Supplied text:
================================

Date Thu, 29 Jun 2006 07:44:55 +0300


Part 1 of The Nature of Stalinist Societies
If anti-capitalists want an alternative to capitalism, we need to
examine the nature of countries of the type of the Soviet Union.
There are three groups of theories about them. One is the idea that
these societies are socialist or “workers’ states.” This
will be compared with the original libertarian goals of classless
socialism. This is the first of a 3 part series.
Many activists call themselves “anti-capitalist.” But this is a
negative; what should we be for? Since anti-capitalists wish to find
an alternative to the current system, it is necessary to examine the
nature of societies which claim to have once replaced capitalism,
namely the former Soviet Union and similar nations. There is a large
left literature on this topic. Many radicals have sought to analyze the
countries ruled by Communist (Marxist-Leninist) Parties, countries
which called themselves “socialist” and which many of us on
the far-left called “Stalinist.” However, to a lot of radicals
today this area of theory seems old, being about a country far away
which no longer exists. From 1989 to 1992 the Soviet Union and the
Stalinist governments of Eastern Europe dissolved, in a combination
of popular revolt and maneuvering by sections of the ruling
bureaucracy. Therefore, many conclude that it is no longer relevant
to study the nature of these states.

I strongly disagree with this attitude of uninterest. For one thing,
Communist Party-ruled regimes continue to play a significant role in
the world. The great nation of China affects today’s world
economy, politics, and military balance. There are still a number of
small Asian countries with Communist Party governments. This
includes North Korea, whose nuclear armament affects international
tensions. The Cuban government continues to play a major role in
Latin American affairs, particularly in alliance with the Venezuelan
regime of Hugo Chavez. The Marxist-Leninist FARC maintains a
state within a state in Columbia. This has been a growing target of
U.S. intervention. And many radicals are attracted to the Maoist
rebellion in Nepal, which has a chance of coming to power. Finally,
to understand the world, it is necessary to understand what is going
on in the successor states to the Soviet Union, such as Russia,
Ukraine, Kazakhstan, etc., along with the new Eastern European
states. This cannot be done without understanding their very recent
history, the system they lived under until a few years ago.

================================

Problems to solve:
**A)** Output the stretch of the text on Stalinist societies from "Date Thu, 29" through "3 part series.", copied word for word.
**B)** Pick up the text on the nature of Stalinist societies after its last sentence and keep writing it.

================================

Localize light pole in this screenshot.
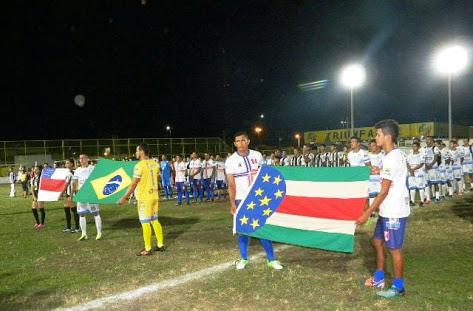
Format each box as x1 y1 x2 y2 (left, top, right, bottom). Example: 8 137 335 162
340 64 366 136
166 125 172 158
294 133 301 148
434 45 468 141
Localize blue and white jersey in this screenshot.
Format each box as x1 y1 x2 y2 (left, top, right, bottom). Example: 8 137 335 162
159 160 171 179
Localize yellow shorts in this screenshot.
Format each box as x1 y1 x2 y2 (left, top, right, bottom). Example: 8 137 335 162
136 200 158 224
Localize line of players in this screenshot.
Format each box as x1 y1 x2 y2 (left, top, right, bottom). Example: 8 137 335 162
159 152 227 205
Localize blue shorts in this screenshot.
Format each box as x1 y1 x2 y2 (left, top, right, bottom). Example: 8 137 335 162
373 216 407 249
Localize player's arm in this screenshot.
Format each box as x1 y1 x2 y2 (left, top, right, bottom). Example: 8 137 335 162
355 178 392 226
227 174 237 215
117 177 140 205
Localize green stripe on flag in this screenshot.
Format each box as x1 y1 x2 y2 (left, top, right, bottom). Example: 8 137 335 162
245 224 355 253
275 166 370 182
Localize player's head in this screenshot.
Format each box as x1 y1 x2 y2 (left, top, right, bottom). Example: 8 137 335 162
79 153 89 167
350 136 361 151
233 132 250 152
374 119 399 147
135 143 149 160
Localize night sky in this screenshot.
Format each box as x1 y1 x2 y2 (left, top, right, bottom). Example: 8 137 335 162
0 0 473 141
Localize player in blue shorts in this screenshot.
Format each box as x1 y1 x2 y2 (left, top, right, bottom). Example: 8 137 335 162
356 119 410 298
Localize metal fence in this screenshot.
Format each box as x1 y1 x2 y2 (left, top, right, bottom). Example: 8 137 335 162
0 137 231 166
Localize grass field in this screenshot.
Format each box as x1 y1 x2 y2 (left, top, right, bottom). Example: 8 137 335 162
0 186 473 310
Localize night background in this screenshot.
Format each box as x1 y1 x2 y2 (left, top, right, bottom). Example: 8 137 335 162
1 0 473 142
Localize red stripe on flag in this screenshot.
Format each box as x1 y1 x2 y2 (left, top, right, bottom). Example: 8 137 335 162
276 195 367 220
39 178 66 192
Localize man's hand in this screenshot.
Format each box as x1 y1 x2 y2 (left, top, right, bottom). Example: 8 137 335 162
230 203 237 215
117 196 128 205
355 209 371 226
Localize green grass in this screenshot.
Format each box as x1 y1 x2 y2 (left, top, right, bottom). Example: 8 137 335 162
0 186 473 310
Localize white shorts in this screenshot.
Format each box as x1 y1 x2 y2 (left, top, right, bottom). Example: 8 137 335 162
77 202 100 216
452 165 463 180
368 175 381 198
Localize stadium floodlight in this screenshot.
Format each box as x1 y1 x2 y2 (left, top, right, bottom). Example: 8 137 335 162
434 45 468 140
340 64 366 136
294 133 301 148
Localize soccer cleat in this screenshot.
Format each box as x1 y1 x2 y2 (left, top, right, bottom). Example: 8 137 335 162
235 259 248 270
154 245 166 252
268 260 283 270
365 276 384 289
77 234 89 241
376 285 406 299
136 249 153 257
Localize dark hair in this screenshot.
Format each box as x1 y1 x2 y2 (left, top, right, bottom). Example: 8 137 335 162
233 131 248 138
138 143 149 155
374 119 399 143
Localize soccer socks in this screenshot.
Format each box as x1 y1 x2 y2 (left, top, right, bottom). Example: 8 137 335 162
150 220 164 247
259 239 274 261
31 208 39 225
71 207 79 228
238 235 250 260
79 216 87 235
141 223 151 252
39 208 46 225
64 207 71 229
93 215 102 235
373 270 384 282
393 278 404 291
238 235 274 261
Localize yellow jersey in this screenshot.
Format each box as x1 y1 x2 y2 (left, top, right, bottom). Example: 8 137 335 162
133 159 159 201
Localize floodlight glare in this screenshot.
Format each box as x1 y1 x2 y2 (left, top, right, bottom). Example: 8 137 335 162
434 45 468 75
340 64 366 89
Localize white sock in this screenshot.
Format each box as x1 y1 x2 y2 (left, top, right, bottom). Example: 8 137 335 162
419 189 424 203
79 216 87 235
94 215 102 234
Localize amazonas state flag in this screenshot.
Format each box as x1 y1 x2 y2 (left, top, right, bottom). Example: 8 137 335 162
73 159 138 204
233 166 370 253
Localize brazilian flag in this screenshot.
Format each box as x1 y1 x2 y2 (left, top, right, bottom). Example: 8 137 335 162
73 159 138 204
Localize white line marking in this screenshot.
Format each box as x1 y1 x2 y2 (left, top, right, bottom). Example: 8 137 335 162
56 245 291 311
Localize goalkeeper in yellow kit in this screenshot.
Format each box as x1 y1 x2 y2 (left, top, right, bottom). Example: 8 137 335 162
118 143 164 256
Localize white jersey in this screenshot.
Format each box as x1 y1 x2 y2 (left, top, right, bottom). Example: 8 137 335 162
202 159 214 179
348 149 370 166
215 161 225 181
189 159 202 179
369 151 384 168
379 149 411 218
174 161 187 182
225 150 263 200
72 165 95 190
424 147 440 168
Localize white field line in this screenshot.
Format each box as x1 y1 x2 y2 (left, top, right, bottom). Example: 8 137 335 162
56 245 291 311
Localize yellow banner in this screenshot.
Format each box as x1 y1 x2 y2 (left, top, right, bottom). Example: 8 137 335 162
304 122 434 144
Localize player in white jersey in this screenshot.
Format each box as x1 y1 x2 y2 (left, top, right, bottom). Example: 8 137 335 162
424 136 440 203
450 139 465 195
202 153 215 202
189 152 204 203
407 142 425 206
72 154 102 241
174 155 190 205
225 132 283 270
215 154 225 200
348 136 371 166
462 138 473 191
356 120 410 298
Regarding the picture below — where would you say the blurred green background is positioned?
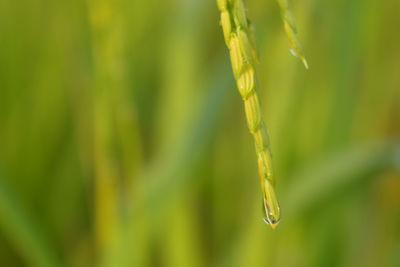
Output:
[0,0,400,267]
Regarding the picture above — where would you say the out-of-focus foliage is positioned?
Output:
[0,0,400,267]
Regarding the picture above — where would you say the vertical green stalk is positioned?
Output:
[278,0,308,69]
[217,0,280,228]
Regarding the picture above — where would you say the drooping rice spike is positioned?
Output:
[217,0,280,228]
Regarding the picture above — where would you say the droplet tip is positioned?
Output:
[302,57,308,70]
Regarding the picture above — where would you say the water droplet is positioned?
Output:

================================

Results of the tasks:
**A)**
Date Thu, 29 Jun 2006 07:44:55 +0300


Part 1 of The Nature of Stalinist Societies
If anti-capitalists want an alternative to capitalism, we need to
examine the nature of countries of the type of the Soviet Union.
There are three groups of theories about them. One is the idea that
these societies are socialist or “workers’ states.” This
will be compared with the original libertarian goals of classless
socialism. This is the first of a 3 part series.

**B)**
To me, however, the most important reason for studying the nature
of the Soviet Union and similar states is the light it sheds on what we
mean by ANTI-CAPITALISM and by SOCIALISM. Whether we
regard these states as socialist determines what we think is the
alternative to capitalism. There are a great many radicals who are
attracted to the model of the old Soviet Union or of Maoist China,
who are impressed by Cuba today or by the Nepalese Maoists. They
would like to create a world in which all countries are more-or-less
like Cuba, including North America and Europe. They described the
Soviet Union and Cuba as “really existing socialism.” That
is, if you want socialism, this is the socialism which really existed,
whatever you would have liked it to be, so anti-capitalists better
accept it.

Conversely, the establishments of Western capitalism have been
glad to agree that the Soviet Union, China, Cuba, etc. are/were
“socialist” and “communist.” They say, capitalism
may have faults, but this is the only “anti-capitalist”
alternative which ever was or ever could be. These ugly, totalitarian,
Stalinist states are the only socialism which could ever exist. So
everyone must accept capitalism, they declare.

(I call these regimes “Stalinist.” This does not deny that
Lenin and Trotsky laid the basis for Stalin’s totalitarianism. Nor
do I deny that there were important changes in these countries after
Stalin’s death. But I believe that this system became
consolidated under Stalin’s rule, when the last remnants of the
Russian revolution were destroyed, tens of millions of workers and
peasants were exterminated, and the new bureaucratic ruling class
was solidified. Russian totalitarianism became the program of all
Communist Parties, such as the Chinese. So Stalinism is an
appropriate label.)

Among radicals, particularly among anarchists, there are tendencies
which reject the labels of socialist, of communist, and of the left. For
them it is not a problem that the Soviet Union’s system is
identified with socialism. They agree with this identification. I will
not go further into these tendencies right now, except to point out
that they reject not just state socialism but the whole of the socialist
project.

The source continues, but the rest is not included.